Stored items >>
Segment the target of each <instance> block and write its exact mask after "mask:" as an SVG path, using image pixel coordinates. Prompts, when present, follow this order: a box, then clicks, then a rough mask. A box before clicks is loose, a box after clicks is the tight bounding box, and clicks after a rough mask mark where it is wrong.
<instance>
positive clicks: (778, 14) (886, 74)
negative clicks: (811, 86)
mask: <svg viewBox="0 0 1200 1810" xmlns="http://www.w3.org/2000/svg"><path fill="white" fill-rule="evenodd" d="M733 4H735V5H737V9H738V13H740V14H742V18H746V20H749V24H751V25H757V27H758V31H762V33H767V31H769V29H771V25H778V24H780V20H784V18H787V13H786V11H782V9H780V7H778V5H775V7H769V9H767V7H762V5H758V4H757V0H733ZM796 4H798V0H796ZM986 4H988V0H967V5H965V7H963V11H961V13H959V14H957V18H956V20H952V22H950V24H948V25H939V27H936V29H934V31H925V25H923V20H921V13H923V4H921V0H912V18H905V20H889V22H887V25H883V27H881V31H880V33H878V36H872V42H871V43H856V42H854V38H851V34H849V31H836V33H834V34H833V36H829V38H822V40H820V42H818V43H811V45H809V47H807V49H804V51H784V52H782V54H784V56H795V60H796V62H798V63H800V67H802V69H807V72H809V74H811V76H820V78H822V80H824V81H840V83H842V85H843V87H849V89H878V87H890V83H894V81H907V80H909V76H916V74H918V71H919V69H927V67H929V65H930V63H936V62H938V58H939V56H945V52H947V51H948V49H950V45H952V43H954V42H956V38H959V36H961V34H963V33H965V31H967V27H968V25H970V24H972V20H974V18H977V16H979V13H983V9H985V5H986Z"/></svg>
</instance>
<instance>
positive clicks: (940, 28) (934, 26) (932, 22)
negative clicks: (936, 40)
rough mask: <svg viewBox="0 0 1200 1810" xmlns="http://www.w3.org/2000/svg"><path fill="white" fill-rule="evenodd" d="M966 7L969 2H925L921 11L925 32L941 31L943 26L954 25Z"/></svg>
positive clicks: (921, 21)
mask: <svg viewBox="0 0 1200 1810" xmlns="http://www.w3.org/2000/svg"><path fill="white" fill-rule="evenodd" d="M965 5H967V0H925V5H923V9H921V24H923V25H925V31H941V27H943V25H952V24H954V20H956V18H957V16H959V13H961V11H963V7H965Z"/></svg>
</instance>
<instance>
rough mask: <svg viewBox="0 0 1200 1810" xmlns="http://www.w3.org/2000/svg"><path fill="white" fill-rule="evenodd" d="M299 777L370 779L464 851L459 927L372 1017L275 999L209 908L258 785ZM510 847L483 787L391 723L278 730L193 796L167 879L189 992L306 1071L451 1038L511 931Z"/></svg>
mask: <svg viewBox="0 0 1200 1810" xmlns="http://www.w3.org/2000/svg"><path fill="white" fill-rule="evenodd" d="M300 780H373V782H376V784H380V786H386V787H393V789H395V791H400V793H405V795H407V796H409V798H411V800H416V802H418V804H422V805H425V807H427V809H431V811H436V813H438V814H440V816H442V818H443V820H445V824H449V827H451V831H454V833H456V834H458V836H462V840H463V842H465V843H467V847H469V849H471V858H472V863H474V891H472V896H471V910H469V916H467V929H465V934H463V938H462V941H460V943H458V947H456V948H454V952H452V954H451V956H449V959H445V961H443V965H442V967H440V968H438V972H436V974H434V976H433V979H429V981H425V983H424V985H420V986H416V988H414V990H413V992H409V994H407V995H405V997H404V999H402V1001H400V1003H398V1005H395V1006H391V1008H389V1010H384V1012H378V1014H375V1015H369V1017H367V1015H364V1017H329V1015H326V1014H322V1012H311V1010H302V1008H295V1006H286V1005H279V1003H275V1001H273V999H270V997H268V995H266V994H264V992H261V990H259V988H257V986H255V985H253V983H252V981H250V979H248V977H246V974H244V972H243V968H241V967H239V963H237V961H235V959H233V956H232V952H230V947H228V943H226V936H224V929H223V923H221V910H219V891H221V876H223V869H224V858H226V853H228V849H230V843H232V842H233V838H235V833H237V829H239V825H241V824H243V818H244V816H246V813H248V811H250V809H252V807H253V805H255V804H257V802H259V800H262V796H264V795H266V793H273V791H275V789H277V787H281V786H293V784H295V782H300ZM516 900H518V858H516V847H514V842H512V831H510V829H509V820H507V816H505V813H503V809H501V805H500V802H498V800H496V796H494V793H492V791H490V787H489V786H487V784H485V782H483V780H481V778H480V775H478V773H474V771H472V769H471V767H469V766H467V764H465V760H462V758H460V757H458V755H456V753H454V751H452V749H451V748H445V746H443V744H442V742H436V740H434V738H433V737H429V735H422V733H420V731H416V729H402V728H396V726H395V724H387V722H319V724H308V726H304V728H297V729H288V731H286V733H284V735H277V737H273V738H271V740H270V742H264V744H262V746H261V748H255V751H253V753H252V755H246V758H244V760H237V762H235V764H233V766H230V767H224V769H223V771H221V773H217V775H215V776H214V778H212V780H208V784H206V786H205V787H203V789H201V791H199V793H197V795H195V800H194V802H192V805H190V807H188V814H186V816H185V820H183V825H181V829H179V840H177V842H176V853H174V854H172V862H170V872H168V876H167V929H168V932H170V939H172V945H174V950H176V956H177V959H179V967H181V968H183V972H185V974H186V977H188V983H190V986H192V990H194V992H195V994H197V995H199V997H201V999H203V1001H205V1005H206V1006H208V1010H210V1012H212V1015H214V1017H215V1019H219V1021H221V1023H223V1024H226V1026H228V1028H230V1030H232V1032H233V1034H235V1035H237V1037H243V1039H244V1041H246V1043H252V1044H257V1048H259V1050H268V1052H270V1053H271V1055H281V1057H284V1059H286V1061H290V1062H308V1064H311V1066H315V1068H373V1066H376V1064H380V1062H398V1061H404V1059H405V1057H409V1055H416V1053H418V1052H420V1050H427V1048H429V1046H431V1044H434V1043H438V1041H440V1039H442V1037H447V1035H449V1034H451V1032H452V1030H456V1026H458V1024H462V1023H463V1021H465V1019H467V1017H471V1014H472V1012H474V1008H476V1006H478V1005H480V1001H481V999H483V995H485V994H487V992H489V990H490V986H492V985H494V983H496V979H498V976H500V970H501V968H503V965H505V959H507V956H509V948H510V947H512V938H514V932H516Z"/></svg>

EXERCISE AIM >> All of the entries need to be reproduced exactly; please write them out.

EXERCISE ANSWER >>
Segment the target of each <instance> block and write its exact mask after "mask:" as an SVG path, using image pixel coordinates. Prompts, when present, follow this order: a box, then clicks, then a rough mask. A box before clicks is loose, a box after clicks is the tight bounding box, and clicks after a rough mask mark where it is wrong.
<instance>
positive clicks: (778, 14) (886, 74)
negative clicks: (811, 86)
mask: <svg viewBox="0 0 1200 1810" xmlns="http://www.w3.org/2000/svg"><path fill="white" fill-rule="evenodd" d="M733 4H735V5H737V9H738V13H740V14H742V18H746V20H749V24H751V25H757V27H758V31H762V33H767V31H769V29H771V25H778V24H780V20H784V18H787V13H786V11H782V9H780V7H778V5H775V7H769V9H767V7H762V5H758V4H757V0H733ZM796 4H798V0H796ZM986 4H988V0H967V5H965V7H963V11H961V13H959V14H957V18H956V20H952V22H950V24H948V25H939V27H936V29H934V31H925V25H923V20H921V13H923V4H921V0H912V18H905V20H889V22H887V25H883V27H881V31H880V33H878V36H872V42H871V43H856V42H854V38H851V34H849V31H836V33H834V34H833V36H829V38H822V40H820V42H818V43H811V45H809V47H807V49H804V51H784V52H782V54H784V56H795V60H796V62H798V63H800V67H802V69H807V72H809V74H811V76H820V78H822V80H824V81H840V83H842V85H843V87H849V89H878V87H890V83H894V81H907V80H909V76H916V74H918V71H919V69H927V67H929V65H930V63H936V62H938V58H939V56H945V52H947V51H948V49H950V45H952V43H954V42H956V38H959V36H961V34H963V33H965V31H967V27H968V25H970V24H972V20H974V18H977V16H979V13H983V9H985V5H986Z"/></svg>
</instance>
<instance>
positive clicks: (940, 28) (934, 26) (932, 22)
negative clicks: (936, 40)
rough mask: <svg viewBox="0 0 1200 1810" xmlns="http://www.w3.org/2000/svg"><path fill="white" fill-rule="evenodd" d="M966 7L969 2H925L921 11L925 32L941 31L943 26L954 25Z"/></svg>
positive clicks: (921, 21)
mask: <svg viewBox="0 0 1200 1810" xmlns="http://www.w3.org/2000/svg"><path fill="white" fill-rule="evenodd" d="M965 5H967V0H925V5H923V9H921V24H923V25H925V31H941V27H943V25H952V24H954V20H956V18H957V16H959V13H961V11H963V7H965Z"/></svg>
</instance>
<instance>
rough mask: <svg viewBox="0 0 1200 1810" xmlns="http://www.w3.org/2000/svg"><path fill="white" fill-rule="evenodd" d="M299 777L370 779L464 851L459 927L372 1017L275 999L209 908L258 785ZM510 847L483 787L391 723L278 730L193 796L167 879L189 992L306 1071L451 1038L511 931Z"/></svg>
mask: <svg viewBox="0 0 1200 1810" xmlns="http://www.w3.org/2000/svg"><path fill="white" fill-rule="evenodd" d="M300 780H373V782H376V784H380V786H386V787H393V789H395V791H400V793H405V795H407V796H409V798H411V800H416V802H418V804H422V805H425V807H427V809H431V811H436V813H438V814H440V816H442V818H443V820H445V824H449V827H451V831H454V833H456V834H458V836H462V840H463V842H465V843H467V847H469V849H471V858H472V863H474V891H472V896H471V910H469V916H467V929H465V934H463V938H462V941H460V943H458V947H456V948H454V952H452V954H451V956H449V959H445V961H443V965H442V967H440V968H438V972H436V974H434V976H433V979H429V981H425V983H424V985H420V986H416V988H414V990H413V992H409V994H407V995H405V997H404V999H402V1001H400V1003H398V1005H395V1006H391V1008H389V1010H384V1012H378V1014H375V1015H369V1017H367V1015H364V1017H329V1015H326V1014H322V1012H311V1010H302V1008H295V1006H286V1005H279V1003H275V1001H273V999H270V997H268V995H266V994H264V992H261V990H259V988H257V986H255V985H253V983H252V981H250V979H248V977H246V974H244V972H243V968H241V967H239V963H237V961H235V959H233V956H232V952H230V947H228V943H226V936H224V929H223V923H221V910H219V891H221V876H223V869H224V858H226V853H228V849H230V843H232V842H233V838H235V833H237V829H239V825H241V824H243V818H244V816H246V813H248V811H250V809H252V807H253V805H255V804H257V802H259V800H262V796H264V795H266V793H273V791H275V789H277V787H281V786H293V784H295V782H300ZM516 900H518V858H516V847H514V842H512V831H510V829H509V820H507V816H505V813H503V809H501V805H500V802H498V800H496V796H494V793H492V791H490V787H489V786H487V784H485V782H483V780H481V778H480V775H478V773H474V771H472V769H471V767H469V766H467V764H465V760H462V758H460V757H458V755H456V753H454V751H452V749H451V748H445V746H443V744H442V742H436V740H434V738H433V737H429V735H422V733H420V731H416V729H402V728H396V726H395V724H387V722H319V724H308V726H304V728H297V729H288V731H286V733H284V735H277V737H273V738H271V740H270V742H264V744H262V746H261V748H255V751H253V753H252V755H246V758H244V760H237V762H235V764H233V766H230V767H224V769H223V771H221V773H217V775H215V776H214V778H212V780H208V784H206V786H205V787H203V789H201V791H199V793H197V795H195V800H194V802H192V805H190V807H188V814H186V816H185V820H183V825H181V829H179V840H177V842H176V853H174V854H172V862H170V872H168V876H167V929H168V932H170V939H172V945H174V950H176V956H177V959H179V967H181V968H183V972H185V974H186V977H188V983H190V986H192V990H194V992H195V994H197V995H199V997H201V999H203V1001H205V1005H206V1006H208V1010H210V1012H212V1015H214V1017H215V1019H219V1021H221V1023H223V1024H226V1026H228V1028H230V1030H232V1032H233V1034H235V1035H237V1037H243V1039H244V1041H246V1043H252V1044H257V1048H259V1050H268V1052H270V1053H271V1055H281V1057H284V1059H286V1061H290V1062H308V1064H311V1066H315V1068H373V1066H376V1064H380V1062H398V1061H404V1059H405V1057H409V1055H416V1053H418V1052H420V1050H427V1048H429V1046H431V1044H434V1043H438V1041H440V1039H442V1037H447V1035H449V1034H451V1032H452V1030H456V1026H458V1024H462V1023H463V1021H465V1019H467V1017H471V1014H472V1012H474V1008H476V1006H478V1005H480V1001H481V999H483V995H485V994H487V992H489V990H490V986H492V985H494V983H496V979H498V976H500V970H501V968H503V965H505V959H507V956H509V948H510V947H512V938H514V932H516Z"/></svg>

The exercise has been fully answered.